--- Start of Input records ---

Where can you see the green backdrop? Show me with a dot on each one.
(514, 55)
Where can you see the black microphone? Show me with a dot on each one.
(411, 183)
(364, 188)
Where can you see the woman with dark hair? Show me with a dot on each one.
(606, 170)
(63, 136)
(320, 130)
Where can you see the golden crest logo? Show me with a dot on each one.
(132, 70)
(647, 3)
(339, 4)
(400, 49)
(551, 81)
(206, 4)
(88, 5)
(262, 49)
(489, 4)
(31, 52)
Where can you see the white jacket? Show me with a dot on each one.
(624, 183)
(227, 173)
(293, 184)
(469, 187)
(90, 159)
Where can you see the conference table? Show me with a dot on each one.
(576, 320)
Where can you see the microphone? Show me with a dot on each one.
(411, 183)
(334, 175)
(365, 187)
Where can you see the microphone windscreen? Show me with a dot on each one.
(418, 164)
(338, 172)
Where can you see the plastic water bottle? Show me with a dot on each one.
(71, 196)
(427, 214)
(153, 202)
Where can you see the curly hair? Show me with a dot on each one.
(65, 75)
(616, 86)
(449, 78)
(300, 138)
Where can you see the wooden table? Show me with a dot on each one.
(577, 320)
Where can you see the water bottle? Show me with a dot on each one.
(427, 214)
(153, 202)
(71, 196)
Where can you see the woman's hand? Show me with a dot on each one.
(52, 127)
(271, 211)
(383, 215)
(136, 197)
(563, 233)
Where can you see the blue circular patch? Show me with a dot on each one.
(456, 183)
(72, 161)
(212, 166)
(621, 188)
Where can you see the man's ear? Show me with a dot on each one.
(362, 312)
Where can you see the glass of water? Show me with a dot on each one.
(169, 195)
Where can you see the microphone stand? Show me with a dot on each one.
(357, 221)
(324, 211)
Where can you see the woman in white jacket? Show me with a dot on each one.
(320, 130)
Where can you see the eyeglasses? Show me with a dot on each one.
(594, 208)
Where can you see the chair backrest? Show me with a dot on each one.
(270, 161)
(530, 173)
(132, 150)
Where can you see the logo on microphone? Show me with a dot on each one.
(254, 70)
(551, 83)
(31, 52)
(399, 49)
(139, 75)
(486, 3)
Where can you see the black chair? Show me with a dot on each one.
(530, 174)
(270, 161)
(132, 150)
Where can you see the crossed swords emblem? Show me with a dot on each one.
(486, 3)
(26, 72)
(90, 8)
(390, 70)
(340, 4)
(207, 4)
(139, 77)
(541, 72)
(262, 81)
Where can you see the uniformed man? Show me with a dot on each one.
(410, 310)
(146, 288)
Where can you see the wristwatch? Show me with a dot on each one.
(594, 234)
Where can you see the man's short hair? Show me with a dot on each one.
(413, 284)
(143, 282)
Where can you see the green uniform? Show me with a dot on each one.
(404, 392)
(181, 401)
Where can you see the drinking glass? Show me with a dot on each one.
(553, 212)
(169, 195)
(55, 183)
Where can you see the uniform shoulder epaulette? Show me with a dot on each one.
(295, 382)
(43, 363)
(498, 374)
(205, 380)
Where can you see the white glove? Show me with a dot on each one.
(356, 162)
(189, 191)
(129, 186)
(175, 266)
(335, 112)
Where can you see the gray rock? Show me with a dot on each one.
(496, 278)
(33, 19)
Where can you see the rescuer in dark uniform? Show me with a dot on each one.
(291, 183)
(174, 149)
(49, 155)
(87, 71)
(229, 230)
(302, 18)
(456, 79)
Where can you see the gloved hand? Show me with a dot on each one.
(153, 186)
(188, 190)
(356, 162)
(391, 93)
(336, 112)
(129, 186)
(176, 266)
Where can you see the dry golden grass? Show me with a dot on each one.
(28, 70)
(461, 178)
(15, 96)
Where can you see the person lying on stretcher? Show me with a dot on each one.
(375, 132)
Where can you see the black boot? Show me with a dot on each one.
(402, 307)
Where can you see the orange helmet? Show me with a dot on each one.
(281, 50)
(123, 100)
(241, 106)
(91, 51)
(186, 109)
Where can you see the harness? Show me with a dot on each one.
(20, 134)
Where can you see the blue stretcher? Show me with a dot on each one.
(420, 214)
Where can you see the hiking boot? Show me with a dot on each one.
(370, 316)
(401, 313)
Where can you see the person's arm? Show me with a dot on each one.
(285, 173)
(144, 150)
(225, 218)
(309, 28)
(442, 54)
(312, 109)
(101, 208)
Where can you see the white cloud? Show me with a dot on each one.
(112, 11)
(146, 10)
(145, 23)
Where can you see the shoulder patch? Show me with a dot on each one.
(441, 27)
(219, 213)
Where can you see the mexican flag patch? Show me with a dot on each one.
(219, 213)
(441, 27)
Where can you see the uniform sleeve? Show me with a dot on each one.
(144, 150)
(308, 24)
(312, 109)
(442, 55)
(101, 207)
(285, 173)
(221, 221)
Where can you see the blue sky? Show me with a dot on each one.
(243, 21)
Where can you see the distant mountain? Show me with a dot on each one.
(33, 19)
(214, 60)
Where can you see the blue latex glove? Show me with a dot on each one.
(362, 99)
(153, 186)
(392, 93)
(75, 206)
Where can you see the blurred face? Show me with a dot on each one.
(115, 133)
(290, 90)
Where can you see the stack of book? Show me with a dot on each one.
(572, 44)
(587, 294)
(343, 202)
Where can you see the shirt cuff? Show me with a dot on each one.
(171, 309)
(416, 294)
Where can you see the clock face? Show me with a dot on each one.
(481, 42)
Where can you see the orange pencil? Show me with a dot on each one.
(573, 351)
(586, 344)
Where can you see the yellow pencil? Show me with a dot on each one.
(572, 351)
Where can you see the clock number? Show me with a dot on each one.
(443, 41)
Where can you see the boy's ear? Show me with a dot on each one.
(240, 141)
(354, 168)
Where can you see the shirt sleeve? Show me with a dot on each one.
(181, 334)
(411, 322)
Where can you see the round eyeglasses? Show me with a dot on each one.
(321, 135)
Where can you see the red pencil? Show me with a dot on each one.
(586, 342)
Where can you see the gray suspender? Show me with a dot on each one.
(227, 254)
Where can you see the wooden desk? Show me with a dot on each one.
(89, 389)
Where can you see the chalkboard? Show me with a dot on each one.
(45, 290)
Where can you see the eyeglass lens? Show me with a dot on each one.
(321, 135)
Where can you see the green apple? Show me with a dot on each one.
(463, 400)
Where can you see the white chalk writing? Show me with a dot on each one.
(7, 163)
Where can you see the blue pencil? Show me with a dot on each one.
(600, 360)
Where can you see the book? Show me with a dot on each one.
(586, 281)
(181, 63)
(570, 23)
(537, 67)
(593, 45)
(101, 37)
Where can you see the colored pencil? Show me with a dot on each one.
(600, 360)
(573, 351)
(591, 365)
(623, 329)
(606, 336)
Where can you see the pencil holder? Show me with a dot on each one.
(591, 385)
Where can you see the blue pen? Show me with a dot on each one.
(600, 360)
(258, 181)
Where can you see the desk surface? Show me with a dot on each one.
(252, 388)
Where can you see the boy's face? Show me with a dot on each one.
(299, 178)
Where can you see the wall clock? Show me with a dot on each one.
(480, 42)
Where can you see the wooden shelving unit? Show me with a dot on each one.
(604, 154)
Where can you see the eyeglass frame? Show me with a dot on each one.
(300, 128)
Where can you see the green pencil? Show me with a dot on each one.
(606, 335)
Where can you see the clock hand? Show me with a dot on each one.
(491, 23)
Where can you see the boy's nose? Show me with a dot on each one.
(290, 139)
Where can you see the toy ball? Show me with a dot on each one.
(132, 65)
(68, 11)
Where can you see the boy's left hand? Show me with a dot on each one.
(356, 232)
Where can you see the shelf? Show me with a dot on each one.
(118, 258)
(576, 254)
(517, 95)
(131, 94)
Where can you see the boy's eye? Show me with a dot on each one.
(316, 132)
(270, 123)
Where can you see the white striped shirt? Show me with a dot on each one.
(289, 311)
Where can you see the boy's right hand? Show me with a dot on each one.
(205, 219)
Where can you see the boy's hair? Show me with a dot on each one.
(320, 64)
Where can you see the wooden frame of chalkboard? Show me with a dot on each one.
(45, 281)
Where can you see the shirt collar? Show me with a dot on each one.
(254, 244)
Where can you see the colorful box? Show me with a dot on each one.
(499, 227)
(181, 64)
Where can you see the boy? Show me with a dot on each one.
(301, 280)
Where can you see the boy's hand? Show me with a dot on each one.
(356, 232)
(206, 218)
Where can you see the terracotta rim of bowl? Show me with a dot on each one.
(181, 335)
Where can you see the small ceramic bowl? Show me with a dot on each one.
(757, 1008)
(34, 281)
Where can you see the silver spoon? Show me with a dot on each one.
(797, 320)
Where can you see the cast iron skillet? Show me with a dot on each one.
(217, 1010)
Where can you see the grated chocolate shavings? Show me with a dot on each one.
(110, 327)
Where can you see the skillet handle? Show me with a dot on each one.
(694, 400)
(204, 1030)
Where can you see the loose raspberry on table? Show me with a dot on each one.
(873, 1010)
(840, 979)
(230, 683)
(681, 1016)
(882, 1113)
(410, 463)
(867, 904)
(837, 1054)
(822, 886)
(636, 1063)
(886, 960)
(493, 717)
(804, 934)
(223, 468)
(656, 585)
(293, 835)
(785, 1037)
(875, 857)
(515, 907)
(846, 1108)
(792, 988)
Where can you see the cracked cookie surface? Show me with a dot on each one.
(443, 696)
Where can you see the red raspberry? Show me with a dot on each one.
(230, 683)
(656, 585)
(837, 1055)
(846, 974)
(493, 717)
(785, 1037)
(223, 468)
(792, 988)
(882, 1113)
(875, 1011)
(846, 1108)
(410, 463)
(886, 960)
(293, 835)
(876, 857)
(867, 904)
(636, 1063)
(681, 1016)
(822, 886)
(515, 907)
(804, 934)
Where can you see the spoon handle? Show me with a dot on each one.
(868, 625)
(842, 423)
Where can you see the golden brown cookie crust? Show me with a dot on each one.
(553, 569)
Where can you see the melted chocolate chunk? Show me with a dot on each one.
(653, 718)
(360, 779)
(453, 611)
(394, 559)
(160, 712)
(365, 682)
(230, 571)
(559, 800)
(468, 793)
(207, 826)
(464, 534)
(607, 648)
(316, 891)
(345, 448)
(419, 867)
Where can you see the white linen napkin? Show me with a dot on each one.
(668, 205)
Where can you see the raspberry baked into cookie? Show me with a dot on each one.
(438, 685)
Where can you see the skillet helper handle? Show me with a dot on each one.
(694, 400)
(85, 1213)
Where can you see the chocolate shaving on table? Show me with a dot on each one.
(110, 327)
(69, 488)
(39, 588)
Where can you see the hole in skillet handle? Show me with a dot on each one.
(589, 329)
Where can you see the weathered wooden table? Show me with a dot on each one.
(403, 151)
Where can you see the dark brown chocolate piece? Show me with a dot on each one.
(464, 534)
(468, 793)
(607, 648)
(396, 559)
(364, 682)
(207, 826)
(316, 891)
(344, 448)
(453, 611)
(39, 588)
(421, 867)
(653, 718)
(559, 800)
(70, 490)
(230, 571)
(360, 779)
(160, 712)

--- End of Input records ---

Find the line containing "Where can you see the raspberry" in the material above. Print it and every line after it through the end, exactly and only those.

* **The response**:
Where can you see the raspberry baked into cookie? Show me with a dot on each one.
(438, 685)
Where can you see the skillet helper handle? Show me with a dot on each one.
(694, 400)
(85, 1213)
Where can you see the chocolate shaving on table? Show me with a dot on each one.
(110, 327)
(69, 488)
(39, 588)
Where can you see the hole in skillet handle? Show me with a dot on each one.
(589, 329)
Where can you see the weathered wooden table? Show me with a dot on each one.
(403, 151)
Where can you see the dark brown chocolate piece? Show me with a dot on each one.
(464, 534)
(468, 793)
(607, 648)
(396, 559)
(364, 682)
(207, 826)
(316, 891)
(344, 448)
(453, 611)
(39, 588)
(421, 867)
(653, 718)
(559, 800)
(70, 490)
(230, 571)
(360, 779)
(160, 712)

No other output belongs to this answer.